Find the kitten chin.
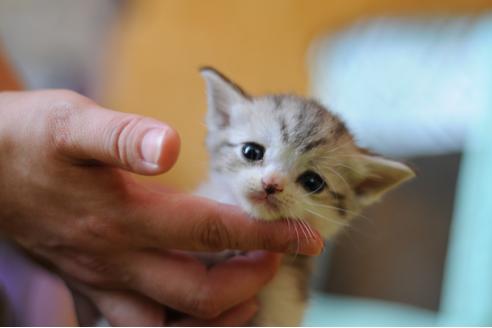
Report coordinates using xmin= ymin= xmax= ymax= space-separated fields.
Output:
xmin=198 ymin=68 xmax=414 ymax=326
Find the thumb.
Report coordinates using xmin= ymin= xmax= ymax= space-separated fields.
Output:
xmin=52 ymin=106 xmax=180 ymax=175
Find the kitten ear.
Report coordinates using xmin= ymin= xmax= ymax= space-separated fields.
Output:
xmin=354 ymin=155 xmax=415 ymax=205
xmin=200 ymin=67 xmax=251 ymax=128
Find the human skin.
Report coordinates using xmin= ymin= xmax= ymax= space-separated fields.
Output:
xmin=0 ymin=90 xmax=323 ymax=325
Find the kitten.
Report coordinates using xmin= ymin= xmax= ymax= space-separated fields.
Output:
xmin=197 ymin=68 xmax=414 ymax=326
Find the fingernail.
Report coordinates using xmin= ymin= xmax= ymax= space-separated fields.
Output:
xmin=141 ymin=128 xmax=166 ymax=165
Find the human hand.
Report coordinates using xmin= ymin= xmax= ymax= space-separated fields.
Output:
xmin=0 ymin=90 xmax=322 ymax=324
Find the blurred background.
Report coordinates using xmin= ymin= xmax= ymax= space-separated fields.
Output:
xmin=0 ymin=0 xmax=492 ymax=325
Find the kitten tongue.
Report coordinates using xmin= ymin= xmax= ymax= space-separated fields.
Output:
xmin=285 ymin=219 xmax=325 ymax=256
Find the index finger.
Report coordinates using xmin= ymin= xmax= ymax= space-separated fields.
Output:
xmin=126 ymin=190 xmax=323 ymax=255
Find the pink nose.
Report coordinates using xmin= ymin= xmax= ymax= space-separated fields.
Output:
xmin=261 ymin=176 xmax=284 ymax=195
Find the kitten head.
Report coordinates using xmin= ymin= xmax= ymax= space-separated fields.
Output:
xmin=201 ymin=68 xmax=414 ymax=237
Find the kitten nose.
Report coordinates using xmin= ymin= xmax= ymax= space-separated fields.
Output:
xmin=261 ymin=179 xmax=284 ymax=195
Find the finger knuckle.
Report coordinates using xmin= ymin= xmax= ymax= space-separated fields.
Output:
xmin=195 ymin=215 xmax=231 ymax=250
xmin=44 ymin=89 xmax=90 ymax=153
xmin=189 ymin=286 xmax=220 ymax=319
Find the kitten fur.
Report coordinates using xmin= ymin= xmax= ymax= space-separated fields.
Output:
xmin=197 ymin=67 xmax=414 ymax=326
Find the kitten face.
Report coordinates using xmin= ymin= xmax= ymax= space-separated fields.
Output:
xmin=202 ymin=69 xmax=413 ymax=237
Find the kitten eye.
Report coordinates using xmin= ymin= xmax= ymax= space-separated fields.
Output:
xmin=241 ymin=142 xmax=265 ymax=162
xmin=297 ymin=171 xmax=326 ymax=194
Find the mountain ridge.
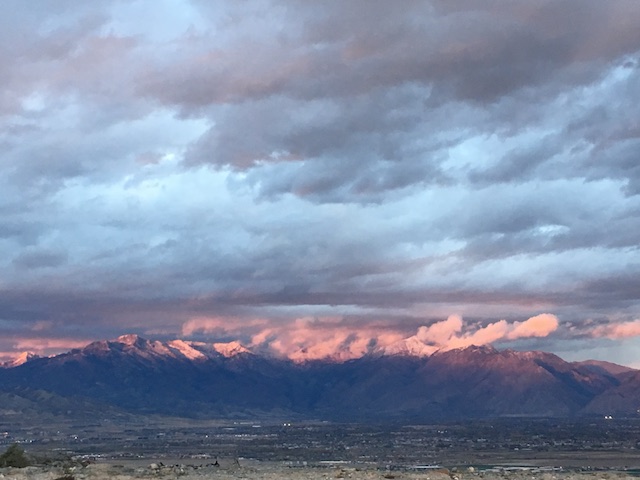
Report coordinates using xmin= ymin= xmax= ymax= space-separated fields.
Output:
xmin=0 ymin=335 xmax=640 ymax=421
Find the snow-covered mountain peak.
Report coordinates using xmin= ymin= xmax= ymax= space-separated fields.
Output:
xmin=213 ymin=342 xmax=252 ymax=358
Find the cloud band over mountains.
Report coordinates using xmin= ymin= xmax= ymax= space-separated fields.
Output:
xmin=0 ymin=0 xmax=640 ymax=364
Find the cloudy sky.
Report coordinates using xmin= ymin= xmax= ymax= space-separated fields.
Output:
xmin=0 ymin=0 xmax=640 ymax=367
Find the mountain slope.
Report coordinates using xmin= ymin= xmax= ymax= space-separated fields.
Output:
xmin=0 ymin=335 xmax=640 ymax=421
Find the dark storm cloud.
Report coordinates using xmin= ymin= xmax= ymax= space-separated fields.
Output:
xmin=0 ymin=0 xmax=640 ymax=364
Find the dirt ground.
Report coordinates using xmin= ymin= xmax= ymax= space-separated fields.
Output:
xmin=0 ymin=461 xmax=637 ymax=480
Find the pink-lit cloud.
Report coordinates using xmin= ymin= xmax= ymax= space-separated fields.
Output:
xmin=591 ymin=320 xmax=640 ymax=339
xmin=0 ymin=337 xmax=92 ymax=361
xmin=182 ymin=314 xmax=558 ymax=361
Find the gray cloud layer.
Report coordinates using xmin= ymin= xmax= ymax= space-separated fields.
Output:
xmin=0 ymin=0 xmax=640 ymax=362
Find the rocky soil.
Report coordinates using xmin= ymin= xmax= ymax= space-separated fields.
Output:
xmin=0 ymin=461 xmax=636 ymax=480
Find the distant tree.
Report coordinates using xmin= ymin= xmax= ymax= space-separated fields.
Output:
xmin=0 ymin=443 xmax=29 ymax=468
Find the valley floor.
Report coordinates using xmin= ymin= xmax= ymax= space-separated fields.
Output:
xmin=0 ymin=460 xmax=637 ymax=480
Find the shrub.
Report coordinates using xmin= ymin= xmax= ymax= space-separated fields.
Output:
xmin=0 ymin=444 xmax=29 ymax=468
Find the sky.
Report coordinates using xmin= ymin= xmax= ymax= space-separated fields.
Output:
xmin=0 ymin=0 xmax=640 ymax=368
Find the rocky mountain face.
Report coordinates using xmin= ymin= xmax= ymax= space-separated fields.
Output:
xmin=0 ymin=335 xmax=640 ymax=421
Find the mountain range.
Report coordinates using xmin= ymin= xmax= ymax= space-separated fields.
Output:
xmin=0 ymin=335 xmax=640 ymax=421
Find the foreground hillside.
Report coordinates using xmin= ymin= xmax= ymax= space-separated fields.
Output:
xmin=0 ymin=335 xmax=640 ymax=421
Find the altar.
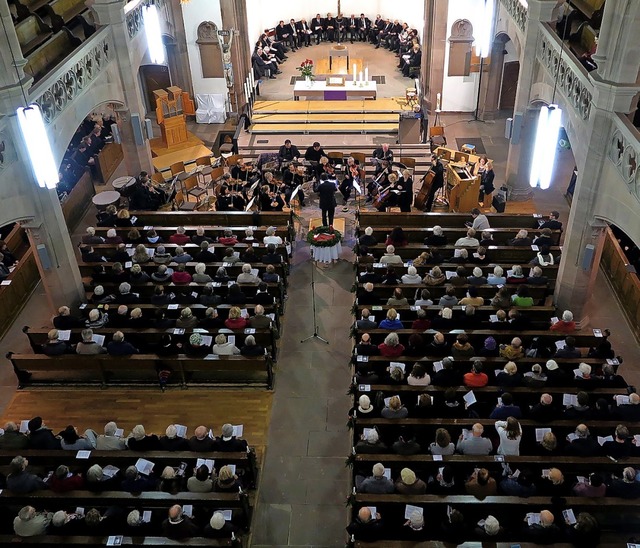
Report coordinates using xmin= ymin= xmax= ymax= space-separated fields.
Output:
xmin=293 ymin=80 xmax=378 ymax=101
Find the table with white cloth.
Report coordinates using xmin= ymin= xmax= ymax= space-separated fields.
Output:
xmin=310 ymin=242 xmax=342 ymax=263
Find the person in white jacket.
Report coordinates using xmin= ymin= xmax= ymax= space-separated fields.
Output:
xmin=495 ymin=417 xmax=522 ymax=456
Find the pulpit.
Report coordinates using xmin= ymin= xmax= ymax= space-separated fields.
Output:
xmin=153 ymin=86 xmax=196 ymax=148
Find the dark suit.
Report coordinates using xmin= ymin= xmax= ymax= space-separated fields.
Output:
xmin=318 ymin=180 xmax=337 ymax=226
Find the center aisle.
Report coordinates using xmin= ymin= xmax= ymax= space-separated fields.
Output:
xmin=251 ymin=212 xmax=354 ymax=547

▶ Stated exercise: Rewrite every line of all the records above as a numbered list, one line per item, with blank lines dropped and the pictures left out.

▶ The result:
1. Find the kitten chin.
2. Report coordinates using xmin= ymin= xmax= ymax= space-separated fields.
3. Output:
4. xmin=198 ymin=68 xmax=414 ymax=326
5. Find the thumb.
6. Report coordinates using xmin= ymin= xmax= ymax= space-separated fields.
7. Output:
8. xmin=52 ymin=106 xmax=180 ymax=175
9. Find the kitten ear.
10. Report coordinates using xmin= ymin= xmax= ymax= space-separated fields.
11. Output:
12. xmin=354 ymin=155 xmax=415 ymax=205
13. xmin=200 ymin=67 xmax=251 ymax=128
14. Find the human skin.
15. Report coordinates using xmin= ymin= xmax= ymax= space-separated fields.
16. Output:
17. xmin=0 ymin=90 xmax=323 ymax=325
18. Find the kitten.
19. Report coordinates using xmin= ymin= xmax= ymax= space-separated fields.
20. Output:
21. xmin=197 ymin=68 xmax=414 ymax=326
22. Find the fingernail.
23. Report coordinates using xmin= ymin= xmax= ymax= space-separated fields.
24. Output:
25. xmin=141 ymin=128 xmax=166 ymax=165
26. Find the human hand.
27. Report coordinates using xmin= ymin= xmax= ymax= space-separated fields.
28. Output:
29. xmin=0 ymin=90 xmax=322 ymax=324
30. Find the blurred background.
31. Report coordinates using xmin= ymin= xmax= ymax= space-separated fields.
32. Output:
33. xmin=0 ymin=0 xmax=492 ymax=325
34. Find the kitten tongue.
35. Report coordinates using xmin= ymin= xmax= ymax= space-separated fields.
36. Output:
37. xmin=285 ymin=219 xmax=325 ymax=256
38. Find the index finger.
39. Report coordinates using xmin= ymin= xmax= ymax= space-separated fields.
40. Output:
41. xmin=126 ymin=190 xmax=323 ymax=255
42. Find the pink nose.
43. Report coordinates using xmin= ymin= xmax= ymax= space-separated fields.
44. Output:
45. xmin=261 ymin=176 xmax=284 ymax=195
46. Find the kitten head.
47. Report coordinates using xmin= ymin= xmax= ymax= space-separated fields.
48. Output:
49. xmin=201 ymin=68 xmax=414 ymax=237
50. Find the kitten nose.
51. Report coordinates using xmin= ymin= xmax= ymax= space-separated fields.
52. Output:
53. xmin=261 ymin=179 xmax=284 ymax=195
54. Find the finger knuckle.
55. Report coordinates using xmin= ymin= xmax= ymax= space-separated fields.
56. Output:
57. xmin=195 ymin=215 xmax=231 ymax=250
58. xmin=44 ymin=89 xmax=90 ymax=153
59. xmin=189 ymin=286 xmax=220 ymax=319
60. Find the kitten fur.
61. Report coordinates using xmin= ymin= xmax= ymax= space-separated fields.
62. Output:
63. xmin=197 ymin=67 xmax=414 ymax=326
64. Find the kitten face.
65. Report coordinates using xmin= ymin= xmax= ymax= space-separated fields.
66. Output:
67. xmin=202 ymin=69 xmax=413 ymax=237
68. Find the kitten eye.
69. Report coordinates using xmin= ymin= xmax= ymax= space-separated fields.
70. Output:
71. xmin=241 ymin=142 xmax=265 ymax=162
72. xmin=297 ymin=171 xmax=326 ymax=194
73. Find the mountain ridge.
74. Report coordinates using xmin= ymin= xmax= ymax= space-separated fields.
75. Output:
76. xmin=0 ymin=335 xmax=640 ymax=421
77. Find the snow-covered mountain peak.
78. Report coordinates using xmin= ymin= xmax= ymax= space-separated fields.
79. Output:
80. xmin=213 ymin=342 xmax=252 ymax=358
81. Find the cloud band over mountains.
82. Report coordinates using xmin= ymin= xmax= ymax= space-separated fields.
83. Output:
84. xmin=0 ymin=0 xmax=640 ymax=364
85. Find the cloudy sky.
86. Report coordinates using xmin= ymin= xmax= ymax= space-separated fields.
87. Output:
88. xmin=0 ymin=0 xmax=640 ymax=367
89. Find the mountain slope.
90. Report coordinates using xmin= ymin= xmax= ymax= space-separated fields.
91. Output:
92. xmin=0 ymin=335 xmax=640 ymax=421
93. Find the dark storm cloud.
94. Report coordinates using xmin= ymin= xmax= ymax= space-separated fields.
95. Output:
96. xmin=0 ymin=0 xmax=640 ymax=364
97. Find the dirt ground.
98. Report coordinates using xmin= ymin= xmax= ymax= space-separated fields.
99. Output:
100. xmin=0 ymin=461 xmax=637 ymax=480
101. Find the pink-lit cloud.
102. Report coordinates using xmin= ymin= xmax= ymax= space-separated fields.
103. Output:
104. xmin=591 ymin=320 xmax=640 ymax=339
105. xmin=0 ymin=337 xmax=92 ymax=361
106. xmin=182 ymin=314 xmax=558 ymax=361
107. Find the gray cloud layer.
108. Report coordinates using xmin= ymin= xmax= ymax= space-separated fields.
109. Output:
110. xmin=0 ymin=0 xmax=640 ymax=362
111. Find the rocky soil.
112. Report coordinates using xmin= ymin= xmax= ymax= space-separated fields.
113. Output:
114. xmin=0 ymin=461 xmax=636 ymax=480
115. Find the distant tree.
116. Report coordinates using xmin= ymin= xmax= ymax= space-separated fields.
117. Output:
118. xmin=0 ymin=443 xmax=29 ymax=468
119. Find the valley floor.
120. Report coordinates using xmin= ymin= xmax= ymax= space-separated fields.
121. Output:
122. xmin=0 ymin=460 xmax=637 ymax=480
123. Find the shrub.
124. Report coordinates using xmin= ymin= xmax= ymax= space-separated fields.
125. Output:
126. xmin=0 ymin=444 xmax=29 ymax=468
127. Find the sky.
128. Report coordinates using xmin= ymin= xmax= ymax= space-separated fields.
129. Output:
130. xmin=0 ymin=0 xmax=640 ymax=368
131. Find the rocky mountain face.
132. Report coordinates using xmin= ymin= xmax= ymax= space-separated fields.
133. Output:
134. xmin=0 ymin=335 xmax=640 ymax=421
135. Find the mountain range.
136. Report coordinates using xmin= ymin= xmax= ymax= space-separated fields.
137. Output:
138. xmin=0 ymin=335 xmax=640 ymax=421
139. Find the foreground hillside.
140. Report coordinates using xmin= ymin= xmax= ymax= space-separated fields.
141. Output:
142. xmin=0 ymin=335 xmax=640 ymax=421
143. Find the altar.
144. Report coordinates using xmin= ymin= xmax= ymax= space-separated fields.
145. Output:
146. xmin=293 ymin=80 xmax=378 ymax=101
147. Find the table with white cloth.
148. Report coordinates using xmin= ymin= xmax= ymax= space-separated fields.
149. Output:
150. xmin=310 ymin=242 xmax=342 ymax=263
151. Find the person in white jacket.
152. Report coordinates using xmin= ymin= xmax= ymax= space-separated fields.
153. Output:
154. xmin=495 ymin=417 xmax=522 ymax=456
155. Find the pulpit.
156. Report coordinates using xmin= ymin= xmax= ymax= space-separated fields.
157. Output:
158. xmin=153 ymin=86 xmax=196 ymax=148
159. Find the dark suit.
160. Report coordinates using xmin= ymin= xmax= ymax= space-separated fields.
161. Output:
162. xmin=318 ymin=180 xmax=337 ymax=226
163. Find the center aisle.
164. Report coordinates using xmin= ymin= xmax= ymax= space-separated fields.
165. Output:
166. xmin=251 ymin=212 xmax=354 ymax=547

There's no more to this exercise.